[Records from a dataset]
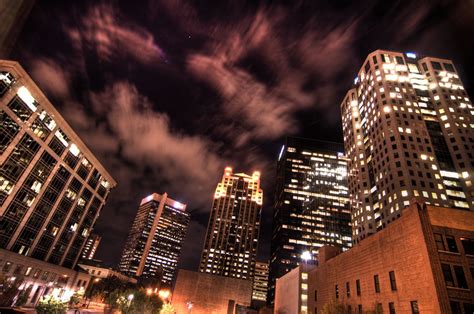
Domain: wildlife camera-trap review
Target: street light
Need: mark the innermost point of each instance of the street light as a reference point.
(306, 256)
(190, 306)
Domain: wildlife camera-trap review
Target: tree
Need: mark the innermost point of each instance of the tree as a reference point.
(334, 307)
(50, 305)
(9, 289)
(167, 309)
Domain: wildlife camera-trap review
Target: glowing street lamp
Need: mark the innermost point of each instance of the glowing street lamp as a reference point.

### To do:
Please find every line in the material above that contains the word "lamp" and copy each of those lines.

### The output:
Target: glowing street lamp
Need: mark the innermost point of each instance of the glowing street lamp as a reference point.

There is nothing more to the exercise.